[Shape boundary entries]

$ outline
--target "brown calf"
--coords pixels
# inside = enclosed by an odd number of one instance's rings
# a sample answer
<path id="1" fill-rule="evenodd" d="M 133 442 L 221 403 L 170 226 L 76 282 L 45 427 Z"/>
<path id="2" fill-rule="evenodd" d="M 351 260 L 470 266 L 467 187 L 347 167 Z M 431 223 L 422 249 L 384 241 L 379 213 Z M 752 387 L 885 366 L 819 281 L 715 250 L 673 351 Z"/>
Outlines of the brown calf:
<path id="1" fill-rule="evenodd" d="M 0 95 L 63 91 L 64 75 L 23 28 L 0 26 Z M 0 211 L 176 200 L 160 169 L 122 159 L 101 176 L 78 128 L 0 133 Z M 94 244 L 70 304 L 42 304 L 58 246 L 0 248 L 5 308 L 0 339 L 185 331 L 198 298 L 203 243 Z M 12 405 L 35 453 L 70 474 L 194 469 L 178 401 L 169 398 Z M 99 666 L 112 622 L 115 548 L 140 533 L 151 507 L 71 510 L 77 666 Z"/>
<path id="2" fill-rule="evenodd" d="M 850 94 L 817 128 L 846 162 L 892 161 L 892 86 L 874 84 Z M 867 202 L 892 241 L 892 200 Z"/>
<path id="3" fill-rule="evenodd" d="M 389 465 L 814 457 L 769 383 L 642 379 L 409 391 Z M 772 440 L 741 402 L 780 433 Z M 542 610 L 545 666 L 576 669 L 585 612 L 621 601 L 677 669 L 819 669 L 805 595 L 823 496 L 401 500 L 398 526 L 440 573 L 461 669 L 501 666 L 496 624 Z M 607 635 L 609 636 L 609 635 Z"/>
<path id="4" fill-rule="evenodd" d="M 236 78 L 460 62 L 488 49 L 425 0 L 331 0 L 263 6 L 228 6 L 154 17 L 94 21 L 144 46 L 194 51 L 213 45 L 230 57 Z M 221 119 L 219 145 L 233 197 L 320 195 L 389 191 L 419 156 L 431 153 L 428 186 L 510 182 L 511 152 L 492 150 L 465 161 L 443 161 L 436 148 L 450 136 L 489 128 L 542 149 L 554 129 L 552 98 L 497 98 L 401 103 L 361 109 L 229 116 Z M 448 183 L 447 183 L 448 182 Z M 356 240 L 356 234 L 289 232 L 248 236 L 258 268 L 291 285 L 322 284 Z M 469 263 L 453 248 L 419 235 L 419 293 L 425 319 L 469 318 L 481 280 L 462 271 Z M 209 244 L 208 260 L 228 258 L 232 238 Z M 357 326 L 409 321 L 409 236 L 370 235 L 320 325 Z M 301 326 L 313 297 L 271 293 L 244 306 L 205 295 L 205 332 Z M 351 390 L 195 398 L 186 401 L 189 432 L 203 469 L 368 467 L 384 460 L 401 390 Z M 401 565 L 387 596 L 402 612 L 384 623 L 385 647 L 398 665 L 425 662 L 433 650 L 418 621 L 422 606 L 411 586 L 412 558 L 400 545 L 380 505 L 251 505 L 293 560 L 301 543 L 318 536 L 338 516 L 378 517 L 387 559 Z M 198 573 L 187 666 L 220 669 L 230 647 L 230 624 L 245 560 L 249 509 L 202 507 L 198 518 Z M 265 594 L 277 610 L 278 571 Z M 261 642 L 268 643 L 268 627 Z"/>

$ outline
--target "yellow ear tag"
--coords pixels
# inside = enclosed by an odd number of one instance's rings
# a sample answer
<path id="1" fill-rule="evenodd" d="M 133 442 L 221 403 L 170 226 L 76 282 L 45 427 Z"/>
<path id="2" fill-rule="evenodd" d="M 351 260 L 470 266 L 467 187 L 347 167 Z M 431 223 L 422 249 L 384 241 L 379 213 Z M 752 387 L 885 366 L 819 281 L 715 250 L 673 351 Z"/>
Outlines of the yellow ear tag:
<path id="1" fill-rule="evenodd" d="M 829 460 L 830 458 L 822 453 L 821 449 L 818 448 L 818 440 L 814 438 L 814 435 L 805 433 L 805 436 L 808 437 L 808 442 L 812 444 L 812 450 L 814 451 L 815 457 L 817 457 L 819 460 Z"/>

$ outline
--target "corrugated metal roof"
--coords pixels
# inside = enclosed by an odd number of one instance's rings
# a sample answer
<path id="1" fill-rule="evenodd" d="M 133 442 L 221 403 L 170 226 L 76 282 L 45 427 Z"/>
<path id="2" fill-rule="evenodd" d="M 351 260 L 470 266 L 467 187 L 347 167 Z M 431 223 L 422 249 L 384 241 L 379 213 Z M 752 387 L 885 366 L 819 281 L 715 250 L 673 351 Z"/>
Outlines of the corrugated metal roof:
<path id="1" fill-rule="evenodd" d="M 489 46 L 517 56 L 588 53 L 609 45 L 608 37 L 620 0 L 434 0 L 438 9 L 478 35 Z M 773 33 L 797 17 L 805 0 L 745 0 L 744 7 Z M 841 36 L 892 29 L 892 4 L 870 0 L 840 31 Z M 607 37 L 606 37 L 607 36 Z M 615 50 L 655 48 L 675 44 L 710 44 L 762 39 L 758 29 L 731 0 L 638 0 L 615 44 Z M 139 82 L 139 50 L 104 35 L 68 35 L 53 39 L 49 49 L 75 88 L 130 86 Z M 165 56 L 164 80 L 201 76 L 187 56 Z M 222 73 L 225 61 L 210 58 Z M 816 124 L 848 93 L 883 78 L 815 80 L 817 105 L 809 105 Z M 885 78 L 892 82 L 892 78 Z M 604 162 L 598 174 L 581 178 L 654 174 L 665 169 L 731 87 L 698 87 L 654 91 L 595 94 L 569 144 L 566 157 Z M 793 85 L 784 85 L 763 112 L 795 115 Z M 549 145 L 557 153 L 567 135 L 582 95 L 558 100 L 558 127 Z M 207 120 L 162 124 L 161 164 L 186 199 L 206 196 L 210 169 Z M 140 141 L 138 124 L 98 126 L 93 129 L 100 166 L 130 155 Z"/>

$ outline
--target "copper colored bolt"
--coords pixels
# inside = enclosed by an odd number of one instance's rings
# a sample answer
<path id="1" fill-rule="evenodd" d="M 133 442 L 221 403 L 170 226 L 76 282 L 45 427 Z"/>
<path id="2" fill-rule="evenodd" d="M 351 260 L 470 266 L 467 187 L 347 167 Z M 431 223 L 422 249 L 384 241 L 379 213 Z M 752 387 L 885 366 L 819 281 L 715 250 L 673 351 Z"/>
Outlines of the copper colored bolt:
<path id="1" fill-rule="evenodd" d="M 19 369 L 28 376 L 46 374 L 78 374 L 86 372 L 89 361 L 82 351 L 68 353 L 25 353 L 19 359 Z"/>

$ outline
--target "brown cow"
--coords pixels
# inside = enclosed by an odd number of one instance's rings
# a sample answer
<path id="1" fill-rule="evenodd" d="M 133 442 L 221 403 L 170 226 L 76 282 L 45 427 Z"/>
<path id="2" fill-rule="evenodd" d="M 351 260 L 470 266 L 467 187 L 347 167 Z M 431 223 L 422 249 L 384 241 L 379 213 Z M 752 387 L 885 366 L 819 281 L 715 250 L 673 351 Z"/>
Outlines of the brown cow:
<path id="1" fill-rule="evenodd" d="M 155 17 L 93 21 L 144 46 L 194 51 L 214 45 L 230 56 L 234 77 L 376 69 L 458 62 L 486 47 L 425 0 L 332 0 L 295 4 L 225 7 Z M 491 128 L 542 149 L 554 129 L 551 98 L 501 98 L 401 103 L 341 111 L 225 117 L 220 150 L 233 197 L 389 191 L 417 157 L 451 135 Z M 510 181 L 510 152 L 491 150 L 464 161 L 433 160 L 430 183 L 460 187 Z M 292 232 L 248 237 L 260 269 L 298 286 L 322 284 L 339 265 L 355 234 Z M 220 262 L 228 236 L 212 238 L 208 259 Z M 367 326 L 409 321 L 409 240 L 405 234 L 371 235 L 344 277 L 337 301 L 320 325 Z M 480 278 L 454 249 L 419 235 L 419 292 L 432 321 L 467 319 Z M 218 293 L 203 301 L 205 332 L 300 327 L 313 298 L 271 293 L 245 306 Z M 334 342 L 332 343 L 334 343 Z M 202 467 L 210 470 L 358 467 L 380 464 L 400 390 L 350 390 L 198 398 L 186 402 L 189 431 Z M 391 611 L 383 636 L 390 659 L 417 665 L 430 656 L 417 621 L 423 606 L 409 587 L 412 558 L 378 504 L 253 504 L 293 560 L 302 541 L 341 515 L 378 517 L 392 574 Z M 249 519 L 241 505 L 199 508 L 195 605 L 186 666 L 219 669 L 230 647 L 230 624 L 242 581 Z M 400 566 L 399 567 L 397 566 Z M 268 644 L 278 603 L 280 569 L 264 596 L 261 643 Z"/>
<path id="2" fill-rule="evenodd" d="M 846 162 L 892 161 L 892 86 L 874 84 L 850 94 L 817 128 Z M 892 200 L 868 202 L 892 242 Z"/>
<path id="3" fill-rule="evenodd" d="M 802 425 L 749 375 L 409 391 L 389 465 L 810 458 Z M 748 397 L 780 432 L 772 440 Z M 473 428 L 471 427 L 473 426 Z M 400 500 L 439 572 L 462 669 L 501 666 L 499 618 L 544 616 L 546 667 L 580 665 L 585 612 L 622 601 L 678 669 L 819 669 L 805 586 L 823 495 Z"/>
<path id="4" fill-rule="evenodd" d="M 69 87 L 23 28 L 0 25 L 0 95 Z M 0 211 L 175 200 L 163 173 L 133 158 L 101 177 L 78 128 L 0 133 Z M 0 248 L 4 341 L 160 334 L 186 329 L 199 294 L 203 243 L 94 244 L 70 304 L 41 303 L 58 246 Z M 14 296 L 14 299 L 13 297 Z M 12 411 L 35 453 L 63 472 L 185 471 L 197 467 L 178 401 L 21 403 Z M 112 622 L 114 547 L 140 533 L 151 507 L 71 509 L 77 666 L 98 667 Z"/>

● Exercise prompt: Locate each line in the items above that contains the word "Outlines", and copy those lines out in full.

● Finished task:
Outlines of the brown calf:
Outlines of the yellow ear tag:
Outlines of the corrugated metal roof:
Outlines of the copper colored bolt:
Outlines of the brown cow:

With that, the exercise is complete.